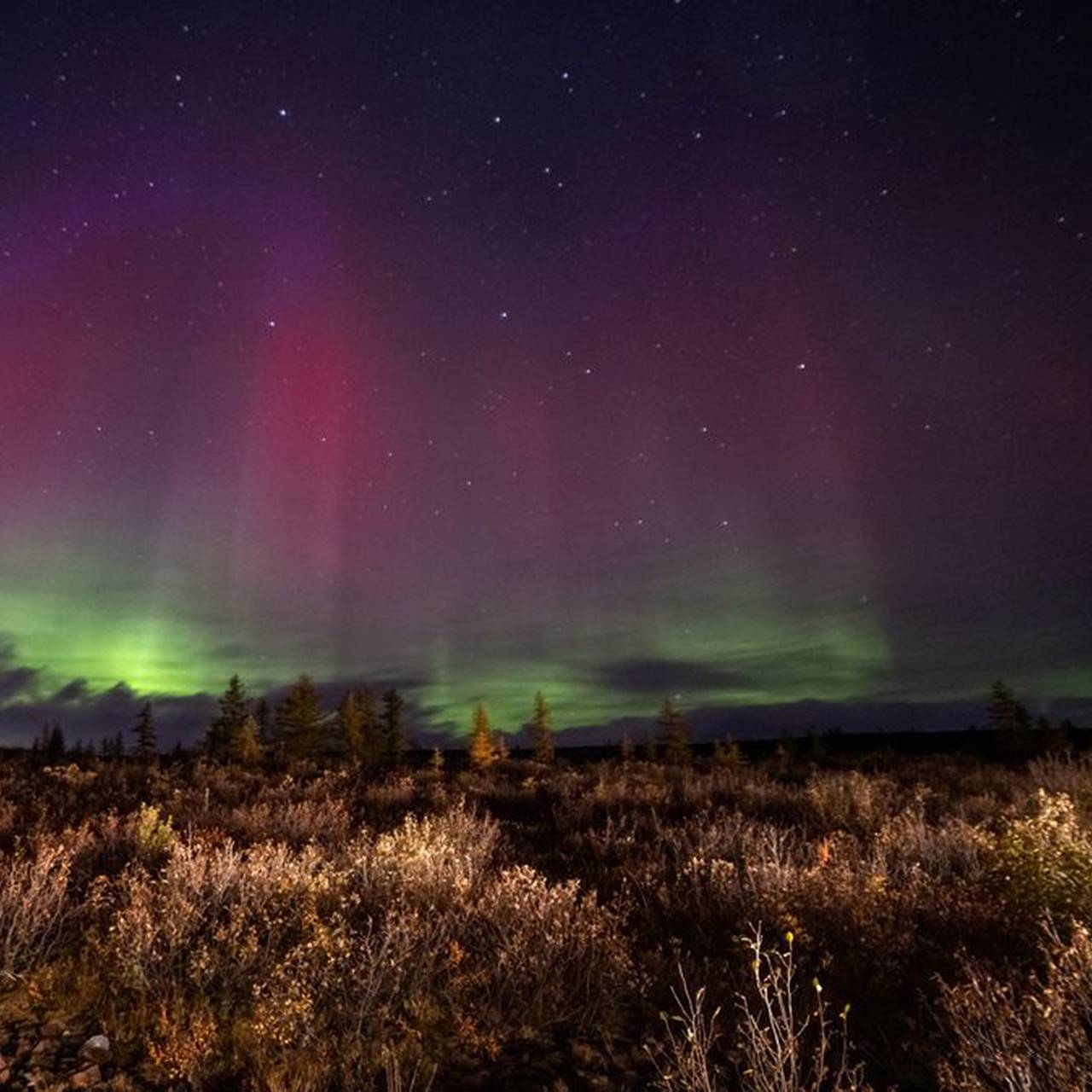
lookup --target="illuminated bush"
[995,788,1092,915]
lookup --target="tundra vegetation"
[0,686,1092,1092]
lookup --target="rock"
[78,1035,110,1066]
[69,1066,102,1089]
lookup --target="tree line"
[32,674,1076,769]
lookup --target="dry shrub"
[806,770,902,834]
[738,931,868,1092]
[1027,754,1092,812]
[648,967,722,1092]
[873,795,994,882]
[994,788,1092,917]
[222,795,352,846]
[465,865,631,1029]
[0,836,73,979]
[653,928,868,1092]
[362,800,500,905]
[938,926,1092,1092]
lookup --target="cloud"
[52,678,90,706]
[595,658,752,694]
[0,667,42,705]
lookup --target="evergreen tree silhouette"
[276,674,322,760]
[531,690,554,765]
[469,702,497,770]
[34,722,67,762]
[656,698,690,765]
[133,701,160,762]
[254,698,273,749]
[206,675,250,760]
[986,679,1017,732]
[229,713,262,765]
[334,690,367,764]
[379,687,406,765]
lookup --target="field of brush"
[0,753,1092,1092]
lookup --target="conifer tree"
[379,687,406,765]
[334,690,367,764]
[469,702,496,770]
[986,679,1017,732]
[35,722,67,762]
[276,674,322,760]
[254,698,273,749]
[229,713,262,765]
[658,699,690,765]
[531,690,554,765]
[713,734,747,770]
[133,701,160,762]
[206,675,250,760]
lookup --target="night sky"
[0,0,1092,740]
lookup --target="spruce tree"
[254,698,273,749]
[206,675,250,760]
[229,713,262,765]
[379,687,406,765]
[658,699,690,765]
[133,701,160,762]
[334,690,367,764]
[986,679,1017,732]
[40,723,66,762]
[276,675,322,760]
[469,702,496,770]
[531,690,554,765]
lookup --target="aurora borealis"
[0,0,1092,741]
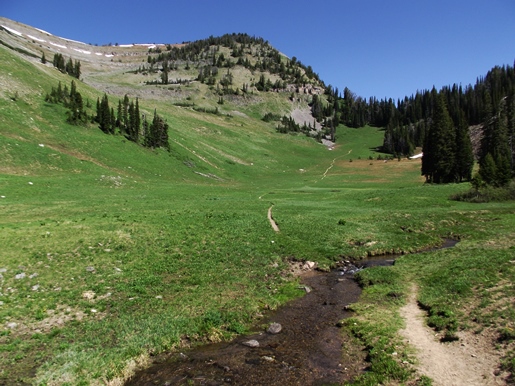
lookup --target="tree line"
[52,53,81,79]
[95,94,170,150]
[304,66,515,185]
[45,80,170,150]
[143,34,323,93]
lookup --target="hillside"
[0,18,515,385]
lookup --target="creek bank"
[126,242,456,386]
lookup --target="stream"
[125,240,456,386]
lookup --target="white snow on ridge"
[74,48,91,55]
[2,25,23,36]
[61,38,88,46]
[27,35,46,43]
[36,28,52,36]
[49,42,68,48]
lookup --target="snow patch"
[27,35,46,43]
[74,48,91,55]
[49,42,68,49]
[36,28,52,36]
[2,25,23,36]
[61,38,87,46]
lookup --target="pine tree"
[422,88,456,183]
[456,112,474,182]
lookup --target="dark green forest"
[47,33,515,186]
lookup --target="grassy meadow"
[0,43,515,385]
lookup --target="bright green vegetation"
[0,40,515,385]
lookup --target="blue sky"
[0,0,515,99]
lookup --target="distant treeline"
[45,80,170,150]
[311,66,515,185]
[52,53,81,79]
[139,33,323,94]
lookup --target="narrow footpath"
[400,287,506,386]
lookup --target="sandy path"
[400,288,506,386]
[268,205,280,232]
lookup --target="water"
[126,240,456,386]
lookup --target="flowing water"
[126,240,456,386]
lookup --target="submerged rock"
[266,323,283,334]
[242,339,259,348]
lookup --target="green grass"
[0,47,515,384]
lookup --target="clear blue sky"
[0,0,515,99]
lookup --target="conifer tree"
[456,112,474,182]
[422,88,456,183]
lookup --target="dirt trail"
[400,288,506,386]
[268,205,280,232]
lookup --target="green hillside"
[0,18,515,385]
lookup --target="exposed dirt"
[400,288,506,386]
[268,205,280,232]
[127,271,366,385]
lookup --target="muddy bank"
[126,240,456,386]
[126,270,364,385]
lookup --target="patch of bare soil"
[268,205,280,232]
[401,288,506,386]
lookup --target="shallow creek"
[126,240,456,386]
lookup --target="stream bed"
[126,240,456,386]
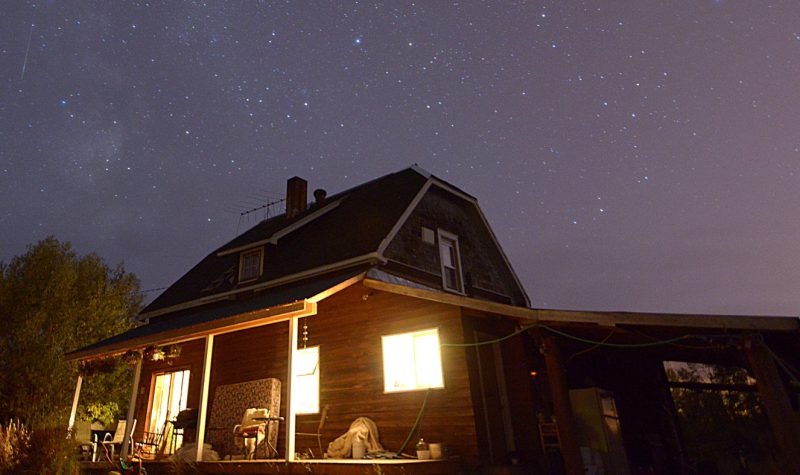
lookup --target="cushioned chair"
[206,378,281,459]
[100,419,136,461]
[294,404,329,458]
[233,407,269,460]
[134,421,172,460]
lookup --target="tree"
[667,363,777,474]
[0,237,141,427]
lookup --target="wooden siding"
[137,284,479,466]
[134,340,205,440]
[384,186,525,305]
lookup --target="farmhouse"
[68,166,800,474]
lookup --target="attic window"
[439,229,464,293]
[239,247,264,282]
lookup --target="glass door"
[147,369,189,453]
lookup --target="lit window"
[439,229,464,292]
[383,328,444,393]
[239,248,264,282]
[292,346,319,414]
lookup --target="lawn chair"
[100,419,136,462]
[294,404,330,458]
[233,407,269,460]
[134,421,172,460]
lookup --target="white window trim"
[239,247,264,284]
[436,229,465,295]
[381,327,445,394]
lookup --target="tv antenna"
[225,195,286,234]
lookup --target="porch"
[81,459,459,475]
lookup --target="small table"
[255,416,284,458]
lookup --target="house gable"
[383,179,527,306]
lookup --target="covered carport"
[526,310,800,474]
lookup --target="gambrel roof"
[69,166,529,359]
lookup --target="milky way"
[0,0,800,315]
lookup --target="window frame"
[381,327,446,394]
[292,345,322,416]
[436,229,464,295]
[239,247,264,284]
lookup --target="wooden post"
[119,357,142,459]
[195,335,214,462]
[286,317,300,462]
[743,337,800,473]
[542,336,584,475]
[67,375,83,434]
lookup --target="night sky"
[0,0,800,315]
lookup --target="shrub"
[0,421,78,475]
[0,421,30,473]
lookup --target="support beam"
[743,335,800,473]
[286,317,299,462]
[195,335,214,462]
[67,374,83,434]
[119,357,142,459]
[541,336,584,475]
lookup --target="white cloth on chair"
[233,407,269,459]
[328,417,383,458]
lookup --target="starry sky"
[0,0,800,315]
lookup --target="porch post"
[742,337,800,473]
[119,356,142,459]
[67,374,83,434]
[195,335,214,462]
[542,336,584,475]
[286,317,299,462]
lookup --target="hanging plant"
[120,350,142,366]
[144,346,164,361]
[162,345,181,359]
[78,358,117,377]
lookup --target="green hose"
[397,388,431,457]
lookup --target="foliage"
[0,237,141,430]
[0,421,30,473]
[668,363,774,473]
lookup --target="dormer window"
[439,229,464,293]
[239,247,264,283]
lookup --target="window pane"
[383,329,444,392]
[414,331,443,388]
[292,346,319,414]
[383,334,416,392]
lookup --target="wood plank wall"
[137,284,479,466]
[297,285,478,463]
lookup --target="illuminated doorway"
[146,369,189,453]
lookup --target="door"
[145,369,189,453]
[474,331,515,464]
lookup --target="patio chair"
[294,404,330,458]
[233,407,269,460]
[100,419,136,461]
[206,378,281,459]
[135,421,172,460]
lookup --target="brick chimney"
[286,176,308,219]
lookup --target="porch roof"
[65,267,366,360]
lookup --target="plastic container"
[417,439,431,460]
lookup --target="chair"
[134,421,172,460]
[100,419,136,460]
[233,407,269,460]
[206,378,281,459]
[294,404,330,458]
[73,421,97,462]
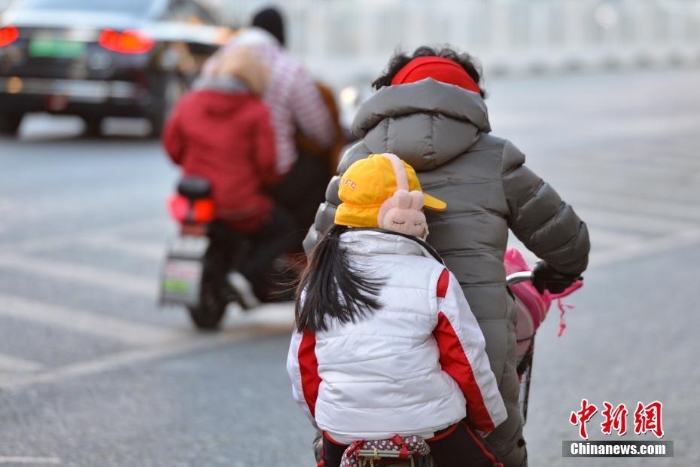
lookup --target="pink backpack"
[504,248,583,361]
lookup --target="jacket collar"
[352,78,491,138]
[340,229,444,264]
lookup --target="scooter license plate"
[161,257,203,307]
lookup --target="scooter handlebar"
[506,271,532,285]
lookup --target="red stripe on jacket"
[433,270,495,432]
[297,331,321,417]
[437,269,450,298]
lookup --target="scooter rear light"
[192,199,214,224]
[98,29,155,54]
[0,26,19,47]
[168,195,215,224]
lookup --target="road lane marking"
[567,189,700,225]
[589,229,700,267]
[588,227,644,249]
[0,325,291,391]
[0,354,44,373]
[227,302,294,326]
[576,206,698,234]
[81,235,165,260]
[0,456,61,465]
[0,294,182,346]
[0,255,158,300]
[0,218,173,253]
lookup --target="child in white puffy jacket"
[287,154,506,467]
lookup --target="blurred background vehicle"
[0,0,228,136]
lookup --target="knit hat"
[335,153,447,236]
[391,57,481,94]
[251,7,285,47]
[202,47,270,96]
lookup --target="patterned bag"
[340,435,430,467]
[504,248,583,361]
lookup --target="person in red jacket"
[163,48,303,307]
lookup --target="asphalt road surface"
[0,70,700,467]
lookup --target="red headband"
[391,57,481,94]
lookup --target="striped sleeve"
[290,67,335,148]
[287,332,321,426]
[433,269,507,433]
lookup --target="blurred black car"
[0,0,228,136]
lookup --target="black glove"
[532,261,581,294]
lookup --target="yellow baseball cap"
[335,153,447,227]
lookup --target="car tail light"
[99,29,155,54]
[0,26,19,47]
[168,195,215,224]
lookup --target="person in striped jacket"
[287,154,506,467]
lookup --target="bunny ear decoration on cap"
[335,153,447,228]
[380,152,447,211]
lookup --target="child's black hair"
[372,45,486,98]
[294,225,384,332]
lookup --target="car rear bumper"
[0,76,157,116]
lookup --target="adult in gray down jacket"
[304,47,590,467]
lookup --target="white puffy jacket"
[287,229,506,443]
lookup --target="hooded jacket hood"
[352,78,491,172]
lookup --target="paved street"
[0,70,700,467]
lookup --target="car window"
[13,0,155,15]
[165,0,218,25]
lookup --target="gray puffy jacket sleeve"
[502,141,590,274]
[304,141,371,256]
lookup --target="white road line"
[0,326,291,391]
[590,229,700,267]
[575,205,698,234]
[584,229,643,249]
[0,255,158,300]
[80,235,165,260]
[0,354,43,373]
[0,456,61,465]
[0,219,167,253]
[567,189,700,225]
[0,294,182,345]
[227,302,294,326]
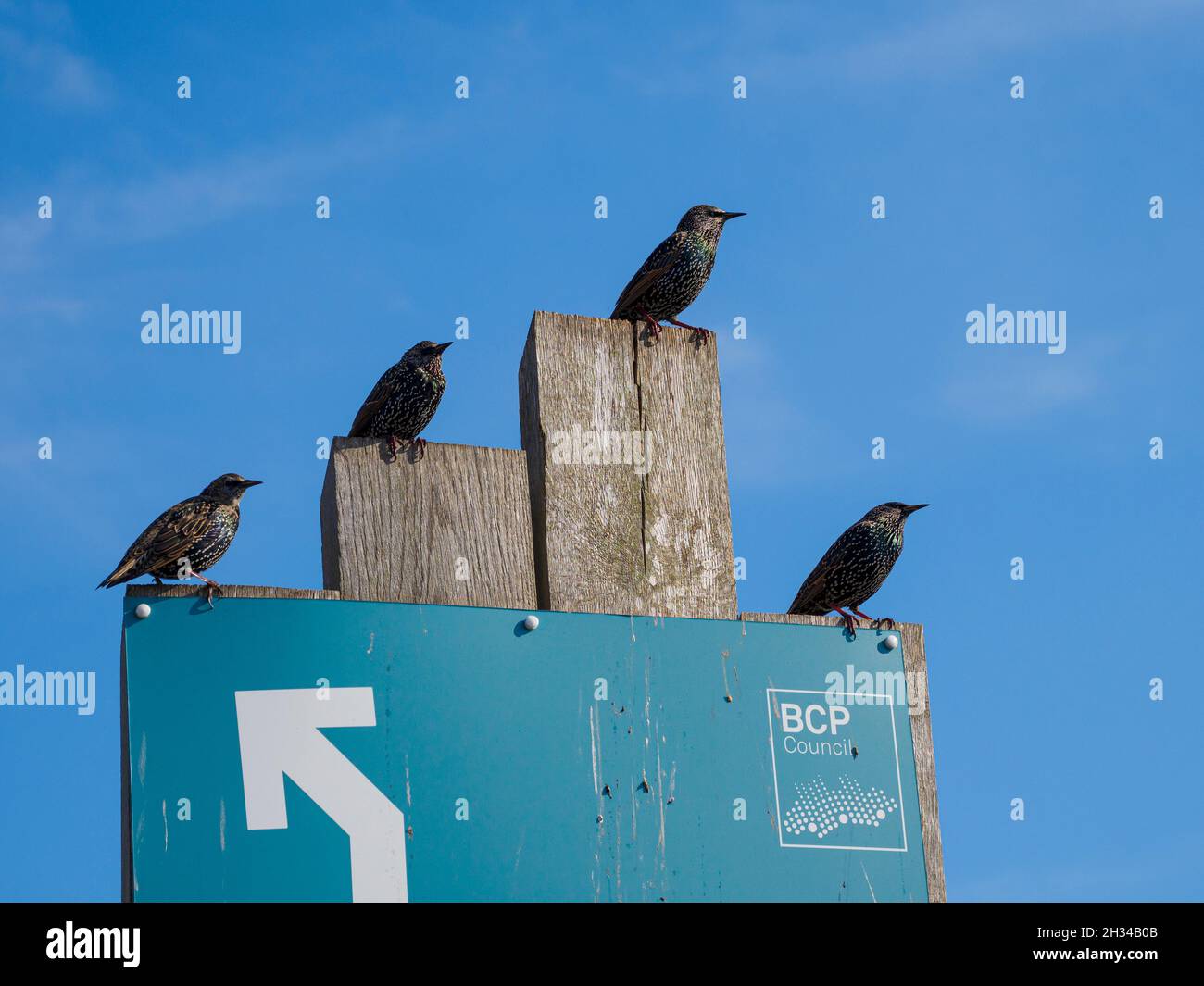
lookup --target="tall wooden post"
[519,312,735,618]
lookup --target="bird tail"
[96,558,142,589]
[786,585,832,617]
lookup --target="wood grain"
[320,438,536,609]
[519,312,737,618]
[741,613,946,903]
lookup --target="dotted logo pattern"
[783,774,898,839]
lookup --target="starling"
[787,501,928,637]
[346,342,452,458]
[610,206,746,343]
[96,472,260,608]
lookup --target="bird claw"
[670,318,715,345]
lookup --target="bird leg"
[835,605,861,641]
[639,308,665,340]
[193,572,221,609]
[670,318,715,345]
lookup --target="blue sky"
[0,0,1204,899]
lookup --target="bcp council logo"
[766,689,907,853]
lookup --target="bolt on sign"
[124,597,930,902]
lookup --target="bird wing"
[610,232,686,318]
[786,524,864,617]
[346,366,397,438]
[97,497,213,589]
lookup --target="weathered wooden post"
[519,312,735,620]
[320,438,536,609]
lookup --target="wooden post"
[741,613,946,903]
[321,438,536,609]
[519,312,737,618]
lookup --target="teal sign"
[124,598,928,901]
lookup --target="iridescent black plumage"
[787,501,928,636]
[346,342,452,456]
[96,472,260,605]
[610,206,744,341]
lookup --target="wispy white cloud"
[0,4,113,111]
[0,115,431,272]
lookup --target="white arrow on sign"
[233,688,407,903]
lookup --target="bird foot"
[837,609,861,641]
[670,318,715,345]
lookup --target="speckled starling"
[96,472,260,606]
[610,206,746,343]
[787,501,928,637]
[346,342,452,458]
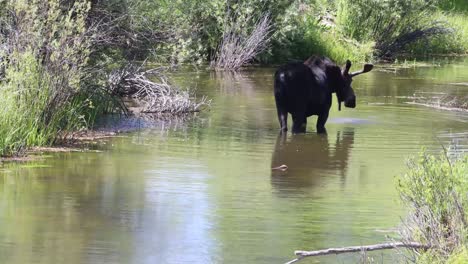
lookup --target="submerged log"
[286,242,430,264]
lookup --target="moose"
[274,56,373,133]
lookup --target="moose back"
[274,56,373,133]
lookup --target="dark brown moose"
[274,56,373,133]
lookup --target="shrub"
[398,153,468,263]
[0,0,99,156]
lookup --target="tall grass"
[0,0,107,156]
[408,12,468,55]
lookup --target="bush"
[398,153,468,263]
[0,0,103,156]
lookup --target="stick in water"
[286,242,430,264]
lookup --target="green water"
[0,59,468,264]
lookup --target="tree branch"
[285,242,430,264]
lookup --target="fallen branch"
[108,65,211,115]
[286,242,430,264]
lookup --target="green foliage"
[0,0,104,156]
[272,5,374,63]
[408,12,468,55]
[398,152,468,263]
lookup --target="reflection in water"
[271,128,354,192]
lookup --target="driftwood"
[286,242,430,264]
[108,65,211,115]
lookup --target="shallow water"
[0,59,468,264]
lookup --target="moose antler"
[352,64,374,77]
[343,60,351,75]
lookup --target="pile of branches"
[375,22,453,58]
[108,65,211,115]
[409,93,468,111]
[211,14,272,71]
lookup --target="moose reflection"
[271,129,354,190]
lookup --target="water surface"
[0,59,468,264]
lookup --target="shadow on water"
[271,128,354,192]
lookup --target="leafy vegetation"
[399,153,468,263]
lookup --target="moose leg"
[278,107,288,133]
[293,115,307,134]
[317,112,328,134]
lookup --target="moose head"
[335,60,374,111]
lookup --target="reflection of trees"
[271,129,354,192]
[0,153,144,264]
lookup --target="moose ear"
[350,64,374,77]
[343,60,351,75]
[362,64,374,73]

SHORT PROBLEM:
Rewrite every line of the data in the stretch from the line containing "ear decoration on" through the line containing "[783,774,898,839]", including the lines without coordinates, and multiply each bounding-box coordinate in the answers by 2.1, rounding to whole numbers with halves rounded up. Leave out the picture markers.

EXERCISE SOLUTION:
lookup --target="bunny ear decoration on cap"
[704,321,939,479]
[798,319,939,443]
lookup --target="child's black hair"
[781,95,1021,206]
[617,473,806,697]
lookup --target="car rear bumper"
[0,160,330,244]
lookup --target="adult in gray down jacket"
[638,99,1239,981]
lookup --target="white puffy jacket"
[603,481,1063,930]
lookup --target="hooded jacket hood"
[739,164,1031,361]
lookup --target="paved street"
[0,147,1470,981]
lookup --target="car window"
[27,0,326,32]
[347,0,458,53]
lookup --target="gray puffy jacket sleeve"
[1054,296,1239,575]
[638,296,779,538]
lookup --target="white road line"
[0,685,611,821]
[1239,481,1470,561]
[1208,431,1466,491]
[1226,481,1350,523]
[0,536,332,630]
[168,494,347,546]
[0,743,90,783]
[0,958,128,977]
[0,460,351,531]
[1191,397,1470,473]
[0,617,382,725]
[477,634,617,685]
lookup --target="tall wooden post"
[1090,655,1544,1298]
lookup --target="bird tail"
[202,1172,298,1237]
[1651,1229,1747,1296]
lookup --target="wood grain"
[672,920,1126,1279]
[1090,655,1548,1298]
[1556,1287,1987,1896]
lookup --target="dotted logo pattern"
[1644,1625,1886,1762]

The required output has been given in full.